Available data Block Start

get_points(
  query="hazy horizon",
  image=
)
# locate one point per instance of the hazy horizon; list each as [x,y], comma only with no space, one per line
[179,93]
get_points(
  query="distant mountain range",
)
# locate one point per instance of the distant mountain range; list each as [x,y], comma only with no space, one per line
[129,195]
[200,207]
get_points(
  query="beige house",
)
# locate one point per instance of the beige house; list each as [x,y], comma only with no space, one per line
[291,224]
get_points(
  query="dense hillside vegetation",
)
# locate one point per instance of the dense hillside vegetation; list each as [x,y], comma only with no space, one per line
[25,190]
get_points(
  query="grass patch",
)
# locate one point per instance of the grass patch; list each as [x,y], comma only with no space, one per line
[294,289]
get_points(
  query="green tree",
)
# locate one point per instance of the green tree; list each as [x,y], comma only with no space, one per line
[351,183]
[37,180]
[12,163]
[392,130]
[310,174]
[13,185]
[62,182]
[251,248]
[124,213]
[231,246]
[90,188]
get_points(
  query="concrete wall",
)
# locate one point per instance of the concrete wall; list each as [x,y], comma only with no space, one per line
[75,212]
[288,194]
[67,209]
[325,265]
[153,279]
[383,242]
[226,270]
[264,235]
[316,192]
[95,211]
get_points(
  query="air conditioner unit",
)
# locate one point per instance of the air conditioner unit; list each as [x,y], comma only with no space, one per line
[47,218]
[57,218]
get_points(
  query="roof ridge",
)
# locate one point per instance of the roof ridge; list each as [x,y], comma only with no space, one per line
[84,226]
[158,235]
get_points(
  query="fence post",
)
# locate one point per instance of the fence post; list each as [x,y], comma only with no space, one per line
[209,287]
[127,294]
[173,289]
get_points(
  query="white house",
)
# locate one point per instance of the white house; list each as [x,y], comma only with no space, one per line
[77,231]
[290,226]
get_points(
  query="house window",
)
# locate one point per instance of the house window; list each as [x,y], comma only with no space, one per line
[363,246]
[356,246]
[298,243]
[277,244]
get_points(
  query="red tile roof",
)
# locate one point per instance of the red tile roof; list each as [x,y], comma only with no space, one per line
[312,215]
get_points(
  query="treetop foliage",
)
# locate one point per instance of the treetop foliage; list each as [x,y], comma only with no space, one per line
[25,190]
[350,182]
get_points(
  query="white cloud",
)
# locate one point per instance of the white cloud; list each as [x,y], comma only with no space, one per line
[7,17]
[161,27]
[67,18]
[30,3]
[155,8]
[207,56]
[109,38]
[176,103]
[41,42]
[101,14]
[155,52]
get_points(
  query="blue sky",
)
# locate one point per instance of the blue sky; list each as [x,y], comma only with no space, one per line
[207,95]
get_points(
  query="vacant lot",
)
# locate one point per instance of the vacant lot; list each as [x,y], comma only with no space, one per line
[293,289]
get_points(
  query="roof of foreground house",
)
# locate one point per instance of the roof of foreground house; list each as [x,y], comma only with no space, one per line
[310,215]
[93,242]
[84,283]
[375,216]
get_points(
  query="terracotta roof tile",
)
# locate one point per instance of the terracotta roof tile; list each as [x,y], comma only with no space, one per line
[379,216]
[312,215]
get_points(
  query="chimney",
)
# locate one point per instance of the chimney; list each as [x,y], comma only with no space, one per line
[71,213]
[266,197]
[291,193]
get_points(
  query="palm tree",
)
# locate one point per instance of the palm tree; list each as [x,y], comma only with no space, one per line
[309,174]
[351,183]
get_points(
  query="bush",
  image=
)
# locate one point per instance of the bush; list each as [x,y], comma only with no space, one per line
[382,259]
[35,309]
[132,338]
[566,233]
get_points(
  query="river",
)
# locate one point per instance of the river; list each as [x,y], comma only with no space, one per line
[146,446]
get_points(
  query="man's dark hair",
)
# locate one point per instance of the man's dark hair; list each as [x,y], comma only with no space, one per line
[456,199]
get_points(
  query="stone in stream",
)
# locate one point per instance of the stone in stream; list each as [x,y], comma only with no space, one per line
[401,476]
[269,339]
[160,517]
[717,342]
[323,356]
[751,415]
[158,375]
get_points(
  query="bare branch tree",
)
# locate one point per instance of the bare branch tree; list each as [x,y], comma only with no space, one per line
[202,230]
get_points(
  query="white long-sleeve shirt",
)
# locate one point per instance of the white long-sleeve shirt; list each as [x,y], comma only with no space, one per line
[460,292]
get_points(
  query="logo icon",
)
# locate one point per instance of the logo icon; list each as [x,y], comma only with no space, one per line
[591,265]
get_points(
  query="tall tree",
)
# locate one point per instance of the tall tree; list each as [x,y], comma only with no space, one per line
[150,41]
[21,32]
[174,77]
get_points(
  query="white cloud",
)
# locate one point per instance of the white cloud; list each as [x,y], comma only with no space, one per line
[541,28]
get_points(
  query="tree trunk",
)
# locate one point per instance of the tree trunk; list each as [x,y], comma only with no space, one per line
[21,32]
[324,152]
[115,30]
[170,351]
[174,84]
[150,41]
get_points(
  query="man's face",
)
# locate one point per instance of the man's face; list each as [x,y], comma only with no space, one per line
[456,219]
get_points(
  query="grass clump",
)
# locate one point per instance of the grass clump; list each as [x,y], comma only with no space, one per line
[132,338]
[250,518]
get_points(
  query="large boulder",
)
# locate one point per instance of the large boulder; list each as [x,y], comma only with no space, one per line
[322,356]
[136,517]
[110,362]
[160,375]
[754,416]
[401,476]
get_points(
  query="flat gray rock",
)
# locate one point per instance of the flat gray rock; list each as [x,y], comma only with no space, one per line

Available data Block End

Prompt –
Wherever the string "flat" appears in the data above, copy the line it sits in.

Solution for this exercise –
  query="flat gray rock",
# locate one point per instance of the flat gray rock; list each as [x,y], comma only with no space, one per line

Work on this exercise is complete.